* Given data *

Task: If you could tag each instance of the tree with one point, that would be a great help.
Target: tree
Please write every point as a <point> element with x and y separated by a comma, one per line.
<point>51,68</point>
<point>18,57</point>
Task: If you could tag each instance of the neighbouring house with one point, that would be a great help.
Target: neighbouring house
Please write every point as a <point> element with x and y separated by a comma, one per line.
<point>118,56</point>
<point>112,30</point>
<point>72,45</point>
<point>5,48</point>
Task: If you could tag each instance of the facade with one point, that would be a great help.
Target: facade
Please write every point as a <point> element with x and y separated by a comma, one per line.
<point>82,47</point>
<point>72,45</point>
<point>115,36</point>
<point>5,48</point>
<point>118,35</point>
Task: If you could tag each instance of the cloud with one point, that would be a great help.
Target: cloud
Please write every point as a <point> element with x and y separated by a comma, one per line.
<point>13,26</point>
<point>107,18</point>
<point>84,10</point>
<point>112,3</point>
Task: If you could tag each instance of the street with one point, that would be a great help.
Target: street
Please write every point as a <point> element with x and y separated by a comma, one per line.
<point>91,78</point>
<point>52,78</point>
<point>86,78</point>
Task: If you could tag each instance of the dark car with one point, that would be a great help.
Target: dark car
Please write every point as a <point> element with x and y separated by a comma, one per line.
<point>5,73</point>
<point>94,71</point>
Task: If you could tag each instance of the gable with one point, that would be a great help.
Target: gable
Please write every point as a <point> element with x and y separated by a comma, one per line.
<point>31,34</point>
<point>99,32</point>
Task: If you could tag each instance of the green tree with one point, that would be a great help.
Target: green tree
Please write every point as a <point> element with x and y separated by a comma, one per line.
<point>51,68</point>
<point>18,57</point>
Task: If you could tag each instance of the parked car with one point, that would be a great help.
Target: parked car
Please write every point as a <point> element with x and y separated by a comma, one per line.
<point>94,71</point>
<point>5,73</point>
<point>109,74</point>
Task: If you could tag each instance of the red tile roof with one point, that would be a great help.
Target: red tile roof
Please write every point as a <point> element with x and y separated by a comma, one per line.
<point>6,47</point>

* Description of the task *
What lines in the listing contain "help"? Copy them all.

* Written reply *
Task: If you could tag each instance of the tree with one point, that would be a great help.
Task: If you could tag each instance of the neighbouring house with one point, that would be a great help.
Task: If you could tag each instance of the facade with one point, that would be a great help.
Task: If you could tag each instance of the cloud with one point, that would be a great help.
Task: If you could tag each instance of the street with one point, that would be a great help.
Task: If you could tag each instance of the dark car with one point, that would be a great help.
Task: If you could tag each instance of the gable with one point, that would be a great help.
Task: If you could tag each instance of the green tree with one point, that would be a great help.
Task: If you could tag each instance of the parked car with one point, that would be a great help.
Task: If you could tag each instance of the red tile roof with one point, that would be a great help.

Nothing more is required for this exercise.